EXTRACT TO READ.
=-=-=

A plurality of fin-type active regions FA may be formed on the substrate 110 by partially etching a stack structure of the sacrificial semiconductor layers 106S and the nanosheet semiconductor layers and the substrate 110. The fin-type active regions FA may protrude upward in the vertical direction (the Z direction) from the main surface of the substrate 110. The fin-type active regions FA may be arranged at the same pitch in the second horizontal direction (the Y direction).

The sacrificial semiconductor layers 106S and a stack structure NSS of a plurality of nanosheets N1, N2, and N3 may be on each of the fin-type active regions FA. The stack structure NSS of the nanosheets N1, N2, and N3 may be formed by partially etching the nanosheet semiconductor layers.

An isolation film 120 may fill at least a portion of the space between the fin-type active regions FA. In some embodiments, the isolation film 120 may fill a lower portion of the space between the fin-type active regions FA. The fin-type active regions FA may protrude from the top surface of the isolation film 120 in the vertical direction (the Z direction). In an implementation, the isolation film 120 may be constituted of a material including a silicon oxide film, a silicon nitride film, or a silicon oxynitride film.

A plurality of dummy gate structures DGS may be formed above each of the fin-type active regions FA, on which the stack structure NSS of the nanosheets N1, N2, and N3 and the sacrificial semiconductor layers 106S are formed, to cross at least a portion of each fin-type active region FA. Each of the dummy gate structures DGS may include a dummy insulating film D145, a dummy gate electrode D150, and a gate capping layer 170. The dummy gate structures DGS may extend in the second horizontal direction (the Y direction) and may be parallel with each other.

The dummy insulating film D145, the dummy gate electrode D150, and the gate capping layer 170 may be sequentially formed to cover the exposed surfaces of the stack structure NSS of the nanosheets N1, N2, and N3 and the sacrificial semiconductor layers 106S, which cover the fin-type active region FA, the exposed surface of the fin-type active region FA, and the top surface of the isolation film 120 and may then be patterned, thereby forming the dummy gate structures DGS. In some embodiments, the dummy insulating film D145 may include oxide, the dummy gate electrode D150 may include polysilicon, and the gate capping layer 170 may include nitride.

Referring to FIGS. 4A to 4D, the dummy gate structures DGS respectively arranged in portions respectively corresponding to the first gate cut regions CTL in FIG. 1 may be partially removed such that each of the dummy gate structures DGS in FIGS. 3A to 3D is divided into a plurality of parts in the second horizontal direction (the Y direction). Thereafter, a gate spacer 155 may cover the side surfaces of each of the divided parts of the dummy gate structures DGS and thus surround each divided part. In an implementation, the gate spacer 155 may include silicon nitride. A portion corresponding to each of the first gate cut regions CTL in FIG. 1 may be filled with an isolation insulating layer CTI. In some embodiments, at least a portion between the dummy gate structures DGS may be filled with an intergate insulating layer 158. In some embodiments, if distinction between the isolation insulating layer CTI and the intergate insulating layer 158 is not clear because the isolation insulating layer CTI and the intergate insulating layer 158 may be constituted of the same or similar materials, the isolation insulating layer CTI may be a part of the intergate insulating layer 158 or the intergate insulating layer 158 may be a part of the isolation insulating layer CTI.

=-=-=

PROVIDED MATERIAL.
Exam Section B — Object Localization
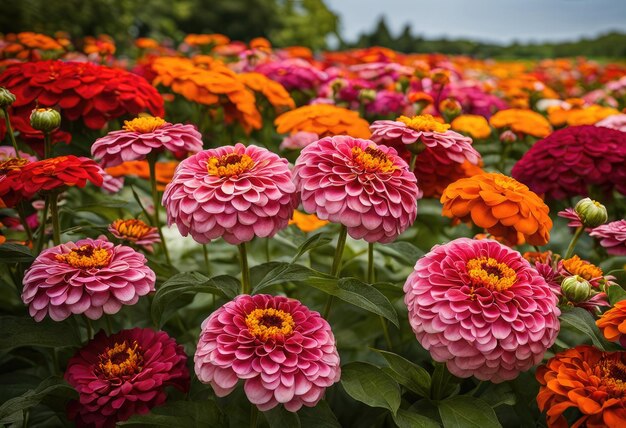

=-=-=

EXERCISE DESCRIPTION. Put this sentence from the semiconductor fabrication text into Spanish: "The fin-type active regions FA may protrude upward in the vertical direction (the Z direction) from the main surface of the substrate 110."

WRITTEN SOLUTION. Las regiones activas de tipo aleta FA pueden sobresalir hacia arriba en la dirección vertical (la dirección Z) desde la superficie principal del sustrato 110.